* start *

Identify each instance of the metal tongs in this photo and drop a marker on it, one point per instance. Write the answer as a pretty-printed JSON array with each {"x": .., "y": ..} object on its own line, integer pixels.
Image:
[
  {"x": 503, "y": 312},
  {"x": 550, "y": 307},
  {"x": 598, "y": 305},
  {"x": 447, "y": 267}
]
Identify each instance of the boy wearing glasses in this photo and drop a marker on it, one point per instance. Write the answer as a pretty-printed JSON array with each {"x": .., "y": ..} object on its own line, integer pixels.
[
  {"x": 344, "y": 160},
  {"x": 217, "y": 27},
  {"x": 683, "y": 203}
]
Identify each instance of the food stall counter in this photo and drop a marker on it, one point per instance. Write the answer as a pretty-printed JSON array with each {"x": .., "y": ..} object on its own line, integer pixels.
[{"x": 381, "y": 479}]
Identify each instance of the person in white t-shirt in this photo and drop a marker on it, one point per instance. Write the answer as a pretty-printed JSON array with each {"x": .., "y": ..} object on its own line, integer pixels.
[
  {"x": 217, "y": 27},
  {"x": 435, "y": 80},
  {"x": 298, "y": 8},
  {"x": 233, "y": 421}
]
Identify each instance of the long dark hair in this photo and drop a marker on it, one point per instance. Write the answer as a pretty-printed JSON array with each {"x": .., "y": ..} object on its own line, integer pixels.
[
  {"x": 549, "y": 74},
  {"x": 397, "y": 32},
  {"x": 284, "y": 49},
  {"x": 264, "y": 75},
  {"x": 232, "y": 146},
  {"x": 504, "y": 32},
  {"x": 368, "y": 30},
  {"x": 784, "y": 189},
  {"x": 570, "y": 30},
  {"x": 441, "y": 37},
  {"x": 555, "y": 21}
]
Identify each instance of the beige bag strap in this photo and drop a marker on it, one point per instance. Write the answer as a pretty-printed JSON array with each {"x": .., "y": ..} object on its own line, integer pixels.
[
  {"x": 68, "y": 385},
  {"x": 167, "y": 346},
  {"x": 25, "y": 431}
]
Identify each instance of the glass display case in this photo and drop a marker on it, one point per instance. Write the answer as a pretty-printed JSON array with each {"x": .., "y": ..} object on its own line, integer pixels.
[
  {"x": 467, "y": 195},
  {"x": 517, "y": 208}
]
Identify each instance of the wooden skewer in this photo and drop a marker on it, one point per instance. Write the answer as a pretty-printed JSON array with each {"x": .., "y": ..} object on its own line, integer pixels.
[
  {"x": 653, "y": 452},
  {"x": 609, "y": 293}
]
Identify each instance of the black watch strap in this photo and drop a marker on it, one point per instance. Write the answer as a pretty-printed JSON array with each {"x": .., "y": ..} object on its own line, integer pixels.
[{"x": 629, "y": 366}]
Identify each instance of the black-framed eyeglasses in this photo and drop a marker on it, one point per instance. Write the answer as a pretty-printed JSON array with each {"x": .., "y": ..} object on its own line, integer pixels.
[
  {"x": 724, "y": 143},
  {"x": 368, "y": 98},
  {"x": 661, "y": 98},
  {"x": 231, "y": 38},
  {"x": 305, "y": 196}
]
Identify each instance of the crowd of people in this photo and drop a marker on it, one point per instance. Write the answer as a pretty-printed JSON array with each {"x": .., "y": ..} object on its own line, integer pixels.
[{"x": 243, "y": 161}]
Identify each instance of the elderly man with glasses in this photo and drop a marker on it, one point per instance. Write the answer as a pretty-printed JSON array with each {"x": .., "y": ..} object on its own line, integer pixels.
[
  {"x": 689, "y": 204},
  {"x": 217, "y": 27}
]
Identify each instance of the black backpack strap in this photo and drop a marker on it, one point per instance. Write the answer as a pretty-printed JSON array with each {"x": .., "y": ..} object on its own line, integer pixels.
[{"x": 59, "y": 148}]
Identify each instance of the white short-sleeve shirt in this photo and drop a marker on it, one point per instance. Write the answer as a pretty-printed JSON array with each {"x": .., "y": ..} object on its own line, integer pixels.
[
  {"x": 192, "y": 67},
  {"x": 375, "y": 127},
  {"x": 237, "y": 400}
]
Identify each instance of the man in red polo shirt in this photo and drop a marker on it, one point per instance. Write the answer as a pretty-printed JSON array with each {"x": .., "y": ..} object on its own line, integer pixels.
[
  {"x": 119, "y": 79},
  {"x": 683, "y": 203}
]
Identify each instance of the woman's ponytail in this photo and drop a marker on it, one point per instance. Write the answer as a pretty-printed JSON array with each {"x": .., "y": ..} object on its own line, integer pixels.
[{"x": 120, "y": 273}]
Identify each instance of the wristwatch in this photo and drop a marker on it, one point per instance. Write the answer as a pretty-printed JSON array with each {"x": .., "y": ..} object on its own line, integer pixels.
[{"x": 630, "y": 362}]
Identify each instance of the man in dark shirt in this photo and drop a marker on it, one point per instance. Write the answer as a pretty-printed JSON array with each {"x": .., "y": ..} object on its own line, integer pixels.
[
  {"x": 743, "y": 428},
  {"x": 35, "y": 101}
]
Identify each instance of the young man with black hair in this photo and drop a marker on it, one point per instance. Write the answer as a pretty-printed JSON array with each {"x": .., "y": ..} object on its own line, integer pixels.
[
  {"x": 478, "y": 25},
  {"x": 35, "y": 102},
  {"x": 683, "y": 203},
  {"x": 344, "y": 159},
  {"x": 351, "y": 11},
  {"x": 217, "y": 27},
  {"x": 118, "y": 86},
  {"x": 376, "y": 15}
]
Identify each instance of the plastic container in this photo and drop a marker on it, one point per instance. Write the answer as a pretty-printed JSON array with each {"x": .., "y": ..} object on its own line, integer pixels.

* end *

SET PROBLEM: Write down the full listing again, exactly.

RESPONSE:
Identify each instance of the metal tongs in this photo and drop a marker on it, one point per instance. Write the answer as a pretty-printed JSON array with each {"x": .., "y": ..} object on its own line, integer pixels.
Image:
[
  {"x": 503, "y": 312},
  {"x": 550, "y": 307},
  {"x": 598, "y": 305},
  {"x": 447, "y": 267}
]
Identify each instance of the boy wearing glasses in this photo and drop a marker on it, one point per instance. Write the answer as a pretty-printed JSON array with each {"x": .., "y": ..} object on its own line, integer pixels.
[
  {"x": 344, "y": 160},
  {"x": 217, "y": 27},
  {"x": 683, "y": 203}
]
Identify each instance of the food stall counter in this photo and drop a marker on it, one point per instance. Write the answer as a pretty-printed JSON array with each {"x": .., "y": ..} object on its own line, integer pixels.
[{"x": 381, "y": 479}]
Identify each instance of the person in white t-shirt in this photo and drop a marker on it, one point per instance. Write the answer as a pretty-printed JSON array with each {"x": .., "y": ..} object on its own line, integer pixels.
[
  {"x": 217, "y": 27},
  {"x": 435, "y": 80},
  {"x": 298, "y": 8},
  {"x": 233, "y": 421}
]
Identify each instance of the long dark hair in this photo and drop a marker on it, one point per instance. Write the answer as a pretty-printed JSON array with each {"x": .., "y": ..} object on its own line, integer pixels.
[
  {"x": 549, "y": 74},
  {"x": 397, "y": 32},
  {"x": 284, "y": 49},
  {"x": 264, "y": 75},
  {"x": 232, "y": 146},
  {"x": 504, "y": 32},
  {"x": 368, "y": 30},
  {"x": 784, "y": 189},
  {"x": 570, "y": 30},
  {"x": 441, "y": 37},
  {"x": 555, "y": 21}
]
Identify each instance of the beige bag strap in this photo and drop a marker on it, one point per instance. Write the answer as a pretty-printed JSON array with each {"x": .., "y": ..} object on its own line, integer pixels.
[
  {"x": 68, "y": 385},
  {"x": 167, "y": 346},
  {"x": 25, "y": 431}
]
Identify each instance of the glass display case in this photo and drop a marker on it, one point per instance. Write the answer as a pretty-printed JSON array with each {"x": .., "y": ..} object on its own line, integer pixels.
[
  {"x": 467, "y": 195},
  {"x": 517, "y": 208}
]
Identify each instance of the wooden skewer in this photo and drop a marker on it, one point per instance. Write the answer as a pretty-printed JSON array with each {"x": .., "y": ..} object on its own line, integer pixels.
[
  {"x": 653, "y": 452},
  {"x": 609, "y": 293}
]
Identify each instance of the black watch strap in this photo and drop a marker on it, one point per instance. Write the answer as a pretty-printed JSON array with each {"x": .., "y": ..} object on its own line, integer pixels.
[{"x": 629, "y": 366}]
Identify each instance of the black-framed eyeglasses in this photo and drop a marker on it, one point per instance. Write the answer as a pretty-printed JSON array with each {"x": .., "y": ..} object on its own line, integer pixels.
[
  {"x": 724, "y": 143},
  {"x": 368, "y": 98},
  {"x": 661, "y": 98},
  {"x": 231, "y": 38},
  {"x": 305, "y": 196}
]
Identify each instance of the crowd of people in this photo and drop a marker on it, one point per instance. Write the answer as a pretty-printed JSON array with each {"x": .., "y": ..} object on its own line, integer pixels.
[{"x": 243, "y": 161}]
Identify each instance of the elderly man with glasses in this photo and drop a marker on it, one point per instance. Write the answer as a pretty-printed JSON array with each {"x": .., "y": ..} object on its own line, integer pixels.
[
  {"x": 689, "y": 204},
  {"x": 217, "y": 27}
]
Identify each instance of the black backpack strap in this photo and drop a marker on it, one point per instance. Write the answer as a pretty-printed JSON array with each {"x": .., "y": ..} object on its own line, integer pixels.
[{"x": 59, "y": 148}]
Identify each instance of the white short-sleeve shirt in this photo and drop a marker on it, one point per instance. Write the answer as a pretty-printed JSON array with each {"x": .., "y": ..} object on its own line, integer pixels.
[
  {"x": 192, "y": 67},
  {"x": 375, "y": 127},
  {"x": 237, "y": 400}
]
Identify each instance of the man in red polo shirt in this photo and drop a marker on it, one point per instance. Write the answer as a pretty-printed JSON array with each {"x": .., "y": ..} object on its own line, integer pixels.
[
  {"x": 119, "y": 79},
  {"x": 683, "y": 203}
]
Identify each instance of the woman's ponytail in this photo and drop a marker on it, one point per instance. Write the answer as a pretty-printed JSON array with each {"x": .., "y": ..} object on its own line, integer pixels.
[{"x": 120, "y": 273}]
Identify each instance of the wristwatch in this photo and drop a marker on it, one point per instance. Write the answer as a pretty-printed JSON array with each {"x": .., "y": ..} object on its own line, integer pixels.
[{"x": 630, "y": 362}]
Identify each instance of the man in dark shirt in this photo and drop a marker on it, one point per instance. Write the answer as a pretty-printed JSON array with each {"x": .., "y": ..} object on its own line, integer pixels.
[
  {"x": 743, "y": 428},
  {"x": 35, "y": 101}
]
Identify each instance of the young man with black hair in this photo and drop a marker on it, one point per instance. Write the answer as a pretty-printed JSON array with each {"x": .., "y": ..} object on its own line, integer pixels.
[
  {"x": 478, "y": 25},
  {"x": 35, "y": 102},
  {"x": 683, "y": 203},
  {"x": 344, "y": 159},
  {"x": 351, "y": 11},
  {"x": 217, "y": 27},
  {"x": 118, "y": 86},
  {"x": 376, "y": 15}
]
Identify each instance of the plastic container in this photo and drop a marker on it, one point per instance. Write the answer as a pretty-printed JSON array with each {"x": .., "y": ..} object on its own line, integer pixels.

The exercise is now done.